* **GIVEN EXERCISE**
Please list every line of the records below that contains the string "background". Case counts, so a line with different capitalization does not match.

* **THE RECORDS**
[Start]
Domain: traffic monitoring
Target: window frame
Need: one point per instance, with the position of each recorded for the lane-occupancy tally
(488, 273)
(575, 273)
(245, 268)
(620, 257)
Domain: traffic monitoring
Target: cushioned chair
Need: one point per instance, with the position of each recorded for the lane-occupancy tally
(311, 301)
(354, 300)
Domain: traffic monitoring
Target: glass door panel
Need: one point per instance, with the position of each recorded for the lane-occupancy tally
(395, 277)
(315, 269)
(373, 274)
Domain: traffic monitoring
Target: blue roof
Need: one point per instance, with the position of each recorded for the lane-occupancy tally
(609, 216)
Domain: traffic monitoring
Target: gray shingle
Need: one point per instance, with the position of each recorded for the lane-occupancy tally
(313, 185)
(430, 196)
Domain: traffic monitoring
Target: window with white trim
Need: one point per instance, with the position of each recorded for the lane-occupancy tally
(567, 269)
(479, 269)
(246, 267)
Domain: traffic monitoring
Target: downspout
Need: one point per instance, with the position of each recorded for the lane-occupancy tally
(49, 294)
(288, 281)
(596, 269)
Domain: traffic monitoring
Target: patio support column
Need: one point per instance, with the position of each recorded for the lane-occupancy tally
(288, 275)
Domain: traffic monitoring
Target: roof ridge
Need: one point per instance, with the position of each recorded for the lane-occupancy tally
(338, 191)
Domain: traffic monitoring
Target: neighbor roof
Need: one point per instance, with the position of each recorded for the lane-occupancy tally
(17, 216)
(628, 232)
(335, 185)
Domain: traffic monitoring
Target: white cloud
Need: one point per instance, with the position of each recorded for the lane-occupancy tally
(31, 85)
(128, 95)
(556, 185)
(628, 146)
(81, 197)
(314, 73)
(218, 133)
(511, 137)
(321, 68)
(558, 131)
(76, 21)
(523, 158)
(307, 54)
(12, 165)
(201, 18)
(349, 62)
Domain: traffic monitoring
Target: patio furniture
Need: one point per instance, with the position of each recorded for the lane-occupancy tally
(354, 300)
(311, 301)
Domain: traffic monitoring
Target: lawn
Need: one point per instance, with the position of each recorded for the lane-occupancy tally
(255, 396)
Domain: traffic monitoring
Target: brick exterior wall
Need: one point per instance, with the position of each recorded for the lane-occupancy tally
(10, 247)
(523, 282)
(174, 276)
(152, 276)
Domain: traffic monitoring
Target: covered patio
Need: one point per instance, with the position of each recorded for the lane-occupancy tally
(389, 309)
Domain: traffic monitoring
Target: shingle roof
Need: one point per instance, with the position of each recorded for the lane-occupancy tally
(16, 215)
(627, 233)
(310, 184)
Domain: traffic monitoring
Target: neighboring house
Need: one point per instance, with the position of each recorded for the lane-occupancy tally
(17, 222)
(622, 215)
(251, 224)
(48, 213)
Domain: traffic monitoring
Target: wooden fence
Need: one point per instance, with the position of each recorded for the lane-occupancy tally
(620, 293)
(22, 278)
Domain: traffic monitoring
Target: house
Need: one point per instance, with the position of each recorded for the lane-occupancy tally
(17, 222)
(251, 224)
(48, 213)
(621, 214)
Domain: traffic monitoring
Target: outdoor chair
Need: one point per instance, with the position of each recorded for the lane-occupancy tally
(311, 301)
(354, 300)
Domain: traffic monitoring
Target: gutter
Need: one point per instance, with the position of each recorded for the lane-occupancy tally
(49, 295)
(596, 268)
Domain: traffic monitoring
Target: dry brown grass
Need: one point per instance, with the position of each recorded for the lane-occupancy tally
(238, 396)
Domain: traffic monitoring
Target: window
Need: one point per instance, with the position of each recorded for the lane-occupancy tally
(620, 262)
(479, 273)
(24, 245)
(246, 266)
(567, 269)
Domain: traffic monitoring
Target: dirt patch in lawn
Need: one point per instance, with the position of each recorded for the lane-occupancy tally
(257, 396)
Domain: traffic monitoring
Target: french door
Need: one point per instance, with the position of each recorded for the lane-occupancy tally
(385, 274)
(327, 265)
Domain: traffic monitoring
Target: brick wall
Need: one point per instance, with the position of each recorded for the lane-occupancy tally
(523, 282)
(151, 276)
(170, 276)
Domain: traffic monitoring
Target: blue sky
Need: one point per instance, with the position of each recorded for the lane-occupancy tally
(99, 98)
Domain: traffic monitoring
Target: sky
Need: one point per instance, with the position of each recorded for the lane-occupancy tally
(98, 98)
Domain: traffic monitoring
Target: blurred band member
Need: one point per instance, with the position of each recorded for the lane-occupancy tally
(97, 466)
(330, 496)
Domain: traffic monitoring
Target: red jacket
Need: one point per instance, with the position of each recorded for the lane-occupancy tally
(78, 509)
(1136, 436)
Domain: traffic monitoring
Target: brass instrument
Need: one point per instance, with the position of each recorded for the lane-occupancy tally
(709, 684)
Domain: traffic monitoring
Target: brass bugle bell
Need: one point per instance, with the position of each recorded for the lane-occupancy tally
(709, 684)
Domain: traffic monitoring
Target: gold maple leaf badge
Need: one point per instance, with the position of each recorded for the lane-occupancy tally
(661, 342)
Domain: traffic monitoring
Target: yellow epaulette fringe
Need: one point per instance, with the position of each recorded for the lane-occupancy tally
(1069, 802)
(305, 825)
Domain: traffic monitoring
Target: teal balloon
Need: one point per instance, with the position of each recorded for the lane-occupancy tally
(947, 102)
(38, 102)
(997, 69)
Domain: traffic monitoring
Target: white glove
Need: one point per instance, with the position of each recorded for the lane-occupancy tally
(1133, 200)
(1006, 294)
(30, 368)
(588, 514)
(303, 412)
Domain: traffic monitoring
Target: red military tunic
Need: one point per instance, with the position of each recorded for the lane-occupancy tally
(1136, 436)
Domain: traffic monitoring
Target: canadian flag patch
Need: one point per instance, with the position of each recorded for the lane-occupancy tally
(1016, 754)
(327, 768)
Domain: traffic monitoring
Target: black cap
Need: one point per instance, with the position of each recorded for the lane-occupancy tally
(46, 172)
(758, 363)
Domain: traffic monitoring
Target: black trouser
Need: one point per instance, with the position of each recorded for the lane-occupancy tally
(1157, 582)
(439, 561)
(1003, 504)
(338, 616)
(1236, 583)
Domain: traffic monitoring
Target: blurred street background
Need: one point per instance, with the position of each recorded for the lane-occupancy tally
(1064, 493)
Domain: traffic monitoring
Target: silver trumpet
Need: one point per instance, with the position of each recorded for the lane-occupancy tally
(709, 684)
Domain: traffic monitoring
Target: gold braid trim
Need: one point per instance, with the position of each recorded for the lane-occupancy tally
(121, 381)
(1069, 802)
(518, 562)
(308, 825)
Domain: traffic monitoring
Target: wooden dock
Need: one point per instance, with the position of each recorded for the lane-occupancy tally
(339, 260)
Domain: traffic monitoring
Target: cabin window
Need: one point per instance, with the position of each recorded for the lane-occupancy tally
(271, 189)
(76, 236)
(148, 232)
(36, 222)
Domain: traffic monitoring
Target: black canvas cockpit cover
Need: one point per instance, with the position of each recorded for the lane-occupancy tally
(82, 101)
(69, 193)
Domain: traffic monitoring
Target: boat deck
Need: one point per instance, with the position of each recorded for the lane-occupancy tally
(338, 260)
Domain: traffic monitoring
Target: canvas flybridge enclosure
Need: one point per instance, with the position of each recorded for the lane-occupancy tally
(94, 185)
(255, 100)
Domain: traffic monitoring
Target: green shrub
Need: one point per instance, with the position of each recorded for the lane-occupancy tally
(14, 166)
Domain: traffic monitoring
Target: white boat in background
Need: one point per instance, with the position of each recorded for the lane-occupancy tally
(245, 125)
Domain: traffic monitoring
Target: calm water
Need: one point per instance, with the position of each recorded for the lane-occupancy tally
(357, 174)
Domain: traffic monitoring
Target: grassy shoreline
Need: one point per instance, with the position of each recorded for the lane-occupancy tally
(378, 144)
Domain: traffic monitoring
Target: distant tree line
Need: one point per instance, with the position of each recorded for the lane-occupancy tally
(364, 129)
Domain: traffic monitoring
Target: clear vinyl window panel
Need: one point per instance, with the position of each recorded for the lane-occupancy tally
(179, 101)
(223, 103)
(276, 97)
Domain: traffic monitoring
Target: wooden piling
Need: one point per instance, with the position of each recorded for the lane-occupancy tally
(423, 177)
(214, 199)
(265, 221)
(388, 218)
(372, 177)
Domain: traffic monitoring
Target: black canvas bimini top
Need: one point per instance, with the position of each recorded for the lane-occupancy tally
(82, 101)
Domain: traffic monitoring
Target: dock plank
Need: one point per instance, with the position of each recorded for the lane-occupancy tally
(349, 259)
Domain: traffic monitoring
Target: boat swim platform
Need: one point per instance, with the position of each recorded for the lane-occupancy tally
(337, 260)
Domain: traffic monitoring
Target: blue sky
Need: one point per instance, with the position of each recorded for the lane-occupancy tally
[End]
* **RESULT**
Target: blurred street background
Target: white boat in background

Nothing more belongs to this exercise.